Position identification records
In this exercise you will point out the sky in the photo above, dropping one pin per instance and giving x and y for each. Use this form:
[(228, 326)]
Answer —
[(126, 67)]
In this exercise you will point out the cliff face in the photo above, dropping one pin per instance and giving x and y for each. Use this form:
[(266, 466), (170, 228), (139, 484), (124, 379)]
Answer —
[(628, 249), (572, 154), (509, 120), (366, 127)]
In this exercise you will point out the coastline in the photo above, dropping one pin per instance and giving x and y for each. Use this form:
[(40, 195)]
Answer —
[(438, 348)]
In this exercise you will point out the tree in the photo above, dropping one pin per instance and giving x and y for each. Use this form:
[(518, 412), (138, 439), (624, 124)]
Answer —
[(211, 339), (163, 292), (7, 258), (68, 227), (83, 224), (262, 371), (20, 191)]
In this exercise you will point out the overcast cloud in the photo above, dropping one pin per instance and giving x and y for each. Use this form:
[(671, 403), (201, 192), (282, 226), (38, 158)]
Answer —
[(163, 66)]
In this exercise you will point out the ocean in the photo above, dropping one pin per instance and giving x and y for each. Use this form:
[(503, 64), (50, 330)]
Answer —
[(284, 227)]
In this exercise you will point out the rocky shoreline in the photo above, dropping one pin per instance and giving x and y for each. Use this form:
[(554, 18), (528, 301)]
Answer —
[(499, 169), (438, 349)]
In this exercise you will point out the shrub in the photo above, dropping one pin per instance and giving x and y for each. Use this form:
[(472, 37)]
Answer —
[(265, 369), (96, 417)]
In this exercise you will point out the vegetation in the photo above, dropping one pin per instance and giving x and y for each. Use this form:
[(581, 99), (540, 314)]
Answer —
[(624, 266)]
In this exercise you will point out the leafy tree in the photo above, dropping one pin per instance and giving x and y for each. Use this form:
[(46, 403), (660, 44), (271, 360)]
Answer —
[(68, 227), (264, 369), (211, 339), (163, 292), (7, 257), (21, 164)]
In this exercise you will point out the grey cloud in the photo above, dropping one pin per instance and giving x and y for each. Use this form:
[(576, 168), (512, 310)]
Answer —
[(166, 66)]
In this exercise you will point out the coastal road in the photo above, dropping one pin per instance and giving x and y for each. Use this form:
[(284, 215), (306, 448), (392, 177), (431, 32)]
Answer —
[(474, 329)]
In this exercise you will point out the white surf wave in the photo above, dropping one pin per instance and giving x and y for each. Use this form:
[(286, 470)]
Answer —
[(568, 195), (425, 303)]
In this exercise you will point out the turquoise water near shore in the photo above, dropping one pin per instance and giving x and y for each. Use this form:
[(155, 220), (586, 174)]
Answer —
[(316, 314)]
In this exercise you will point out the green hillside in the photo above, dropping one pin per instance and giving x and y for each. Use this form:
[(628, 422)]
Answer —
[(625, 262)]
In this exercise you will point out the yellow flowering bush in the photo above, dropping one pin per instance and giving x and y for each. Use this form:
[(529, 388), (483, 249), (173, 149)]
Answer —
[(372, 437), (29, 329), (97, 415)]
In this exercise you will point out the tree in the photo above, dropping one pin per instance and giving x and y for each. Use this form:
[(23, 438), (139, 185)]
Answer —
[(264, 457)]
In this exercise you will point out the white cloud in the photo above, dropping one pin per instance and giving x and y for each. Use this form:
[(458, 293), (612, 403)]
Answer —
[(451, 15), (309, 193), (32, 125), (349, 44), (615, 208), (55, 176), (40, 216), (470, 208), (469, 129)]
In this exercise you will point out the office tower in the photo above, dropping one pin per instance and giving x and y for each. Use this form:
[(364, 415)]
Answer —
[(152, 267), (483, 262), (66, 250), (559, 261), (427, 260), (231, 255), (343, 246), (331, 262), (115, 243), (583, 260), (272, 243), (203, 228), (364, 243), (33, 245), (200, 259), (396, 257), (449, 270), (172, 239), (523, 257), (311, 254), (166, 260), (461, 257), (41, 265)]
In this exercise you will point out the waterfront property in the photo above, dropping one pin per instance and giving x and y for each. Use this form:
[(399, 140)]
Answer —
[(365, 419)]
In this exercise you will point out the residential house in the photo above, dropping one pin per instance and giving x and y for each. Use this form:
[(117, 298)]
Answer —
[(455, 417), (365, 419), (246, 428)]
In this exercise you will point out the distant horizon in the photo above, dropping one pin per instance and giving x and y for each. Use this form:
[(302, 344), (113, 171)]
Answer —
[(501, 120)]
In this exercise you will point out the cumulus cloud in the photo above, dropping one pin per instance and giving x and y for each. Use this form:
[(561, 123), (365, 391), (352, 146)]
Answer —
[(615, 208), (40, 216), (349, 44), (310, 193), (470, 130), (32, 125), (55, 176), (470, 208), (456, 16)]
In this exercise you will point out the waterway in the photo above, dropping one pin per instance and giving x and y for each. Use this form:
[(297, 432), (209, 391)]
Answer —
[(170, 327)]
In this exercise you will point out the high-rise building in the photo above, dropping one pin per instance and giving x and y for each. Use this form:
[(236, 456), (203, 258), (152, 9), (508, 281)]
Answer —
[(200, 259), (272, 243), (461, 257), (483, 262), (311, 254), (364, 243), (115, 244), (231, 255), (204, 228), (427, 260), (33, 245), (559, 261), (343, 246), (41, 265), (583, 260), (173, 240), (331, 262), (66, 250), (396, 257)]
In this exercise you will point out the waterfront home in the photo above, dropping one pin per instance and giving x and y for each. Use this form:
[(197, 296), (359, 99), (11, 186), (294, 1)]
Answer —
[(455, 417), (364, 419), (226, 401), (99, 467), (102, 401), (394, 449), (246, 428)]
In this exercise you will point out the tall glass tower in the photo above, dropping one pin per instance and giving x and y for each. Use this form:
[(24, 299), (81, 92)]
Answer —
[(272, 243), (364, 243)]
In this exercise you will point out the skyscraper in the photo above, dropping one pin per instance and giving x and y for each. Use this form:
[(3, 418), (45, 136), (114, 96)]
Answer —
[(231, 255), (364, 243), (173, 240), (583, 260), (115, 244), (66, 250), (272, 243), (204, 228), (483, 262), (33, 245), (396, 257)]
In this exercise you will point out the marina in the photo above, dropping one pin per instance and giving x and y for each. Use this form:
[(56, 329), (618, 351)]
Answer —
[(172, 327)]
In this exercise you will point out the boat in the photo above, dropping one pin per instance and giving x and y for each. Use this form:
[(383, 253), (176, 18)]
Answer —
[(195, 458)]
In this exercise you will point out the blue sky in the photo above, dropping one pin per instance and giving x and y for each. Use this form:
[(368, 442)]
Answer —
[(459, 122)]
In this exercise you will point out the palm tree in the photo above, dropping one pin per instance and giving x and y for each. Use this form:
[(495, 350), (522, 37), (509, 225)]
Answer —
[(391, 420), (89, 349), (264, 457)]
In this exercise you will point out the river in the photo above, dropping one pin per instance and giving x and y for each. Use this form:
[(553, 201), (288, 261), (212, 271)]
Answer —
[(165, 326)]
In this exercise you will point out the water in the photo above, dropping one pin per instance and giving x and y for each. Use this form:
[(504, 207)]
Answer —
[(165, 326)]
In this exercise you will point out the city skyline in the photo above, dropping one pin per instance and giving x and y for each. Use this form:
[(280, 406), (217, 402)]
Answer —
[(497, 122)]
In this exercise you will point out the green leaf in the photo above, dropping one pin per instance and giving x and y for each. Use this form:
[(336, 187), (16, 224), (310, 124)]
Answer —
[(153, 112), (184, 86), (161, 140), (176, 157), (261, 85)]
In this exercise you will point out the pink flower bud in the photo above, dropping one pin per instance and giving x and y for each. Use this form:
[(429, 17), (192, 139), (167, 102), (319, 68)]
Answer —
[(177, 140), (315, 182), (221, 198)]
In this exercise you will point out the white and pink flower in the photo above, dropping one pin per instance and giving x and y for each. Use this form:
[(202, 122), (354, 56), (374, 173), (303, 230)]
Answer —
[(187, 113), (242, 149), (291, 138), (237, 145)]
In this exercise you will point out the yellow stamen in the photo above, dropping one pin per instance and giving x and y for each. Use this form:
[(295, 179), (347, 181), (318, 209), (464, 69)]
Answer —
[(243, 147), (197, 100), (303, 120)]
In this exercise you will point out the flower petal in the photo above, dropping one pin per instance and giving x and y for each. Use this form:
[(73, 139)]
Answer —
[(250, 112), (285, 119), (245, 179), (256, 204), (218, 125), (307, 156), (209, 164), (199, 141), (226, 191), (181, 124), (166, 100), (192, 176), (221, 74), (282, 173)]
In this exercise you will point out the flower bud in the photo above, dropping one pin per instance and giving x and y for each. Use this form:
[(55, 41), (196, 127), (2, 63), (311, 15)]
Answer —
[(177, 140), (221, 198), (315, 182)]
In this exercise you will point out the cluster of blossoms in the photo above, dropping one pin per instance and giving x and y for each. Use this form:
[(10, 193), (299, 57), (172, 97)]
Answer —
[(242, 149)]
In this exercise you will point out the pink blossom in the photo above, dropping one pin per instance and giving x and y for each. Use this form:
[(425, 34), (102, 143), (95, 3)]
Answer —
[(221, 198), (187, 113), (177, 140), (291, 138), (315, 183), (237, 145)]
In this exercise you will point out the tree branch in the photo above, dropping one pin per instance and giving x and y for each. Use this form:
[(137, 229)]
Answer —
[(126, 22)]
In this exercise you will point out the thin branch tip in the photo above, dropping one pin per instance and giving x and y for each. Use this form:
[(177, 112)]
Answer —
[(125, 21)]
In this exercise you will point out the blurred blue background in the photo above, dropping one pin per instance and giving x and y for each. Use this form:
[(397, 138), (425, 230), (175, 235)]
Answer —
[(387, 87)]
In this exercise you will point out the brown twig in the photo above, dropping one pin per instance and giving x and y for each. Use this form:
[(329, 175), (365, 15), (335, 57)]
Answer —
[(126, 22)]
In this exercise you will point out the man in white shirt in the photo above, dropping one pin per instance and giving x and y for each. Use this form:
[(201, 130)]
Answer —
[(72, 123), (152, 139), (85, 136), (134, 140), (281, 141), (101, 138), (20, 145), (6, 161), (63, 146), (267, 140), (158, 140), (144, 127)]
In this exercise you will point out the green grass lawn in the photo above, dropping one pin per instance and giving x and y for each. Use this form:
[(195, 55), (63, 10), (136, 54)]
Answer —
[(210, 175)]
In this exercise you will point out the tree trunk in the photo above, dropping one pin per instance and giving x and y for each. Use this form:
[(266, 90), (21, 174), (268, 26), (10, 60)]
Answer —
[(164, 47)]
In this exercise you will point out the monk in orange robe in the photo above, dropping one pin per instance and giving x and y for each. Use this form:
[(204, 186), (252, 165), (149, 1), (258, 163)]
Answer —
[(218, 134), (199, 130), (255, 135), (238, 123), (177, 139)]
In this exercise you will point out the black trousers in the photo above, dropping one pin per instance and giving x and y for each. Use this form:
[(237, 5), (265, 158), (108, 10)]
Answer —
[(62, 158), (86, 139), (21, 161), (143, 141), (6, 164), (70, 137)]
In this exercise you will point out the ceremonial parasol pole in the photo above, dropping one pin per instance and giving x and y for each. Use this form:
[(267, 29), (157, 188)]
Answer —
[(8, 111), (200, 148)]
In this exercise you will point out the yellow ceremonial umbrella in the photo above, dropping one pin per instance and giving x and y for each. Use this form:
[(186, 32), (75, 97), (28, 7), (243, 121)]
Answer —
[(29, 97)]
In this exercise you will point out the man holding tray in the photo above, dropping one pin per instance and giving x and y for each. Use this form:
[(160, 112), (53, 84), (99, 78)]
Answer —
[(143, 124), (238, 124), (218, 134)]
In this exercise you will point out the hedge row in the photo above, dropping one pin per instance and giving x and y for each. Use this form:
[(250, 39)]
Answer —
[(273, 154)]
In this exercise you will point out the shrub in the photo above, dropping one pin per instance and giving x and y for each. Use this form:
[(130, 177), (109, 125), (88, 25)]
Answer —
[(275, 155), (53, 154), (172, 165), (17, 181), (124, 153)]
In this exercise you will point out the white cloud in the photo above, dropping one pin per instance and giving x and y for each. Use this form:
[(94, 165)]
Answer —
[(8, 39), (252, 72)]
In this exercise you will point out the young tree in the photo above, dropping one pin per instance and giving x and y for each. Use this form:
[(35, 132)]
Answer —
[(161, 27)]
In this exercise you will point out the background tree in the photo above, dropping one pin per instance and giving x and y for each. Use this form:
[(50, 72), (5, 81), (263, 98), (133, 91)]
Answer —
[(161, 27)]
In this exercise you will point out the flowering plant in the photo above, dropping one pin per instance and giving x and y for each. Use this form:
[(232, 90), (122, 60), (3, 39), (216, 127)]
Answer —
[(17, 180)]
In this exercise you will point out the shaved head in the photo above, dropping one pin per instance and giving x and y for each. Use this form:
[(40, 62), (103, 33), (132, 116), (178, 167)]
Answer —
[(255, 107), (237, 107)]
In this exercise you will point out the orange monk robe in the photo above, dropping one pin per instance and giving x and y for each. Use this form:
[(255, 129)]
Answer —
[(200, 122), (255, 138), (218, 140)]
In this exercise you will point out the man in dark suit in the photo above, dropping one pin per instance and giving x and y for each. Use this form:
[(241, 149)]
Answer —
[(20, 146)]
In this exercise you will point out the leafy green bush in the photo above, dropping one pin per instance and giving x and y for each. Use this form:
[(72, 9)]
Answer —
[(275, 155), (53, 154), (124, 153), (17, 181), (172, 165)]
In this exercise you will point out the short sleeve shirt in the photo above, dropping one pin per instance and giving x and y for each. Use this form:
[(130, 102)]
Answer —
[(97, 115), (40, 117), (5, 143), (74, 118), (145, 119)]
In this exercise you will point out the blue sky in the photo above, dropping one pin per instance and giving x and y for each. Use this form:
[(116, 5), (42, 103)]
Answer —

> _INSTRUCTION_
Turn the items that begin with the line containing "In this exercise you will point out the boat" and end with the line containing "[(391, 420), (89, 349), (264, 457)]" into a numbered list, one line per entry, with blank lines dropped.

> _OUTPUT FOR THIS EXERCISE_
1. In this exercise you will point out the boat in the photo above, dropping one pin per instance and giving x and y for each. Use this form:
2. [(383, 253), (176, 18)]
3. Answer —
4. [(195, 458)]
5. In this exercise you will point out the blue sky in the photo above, dropping one pin per instance and giving x and y for each. Use this form:
6. [(368, 442)]
7. Answer —
8. [(459, 122)]
9. In this exercise you will point out the palm tree in the photo above, dropping one pin per instance and giving x and y for each. Use this form:
10. [(495, 350), (522, 37), (509, 225)]
11. Answer —
12. [(391, 420), (89, 349), (264, 457)]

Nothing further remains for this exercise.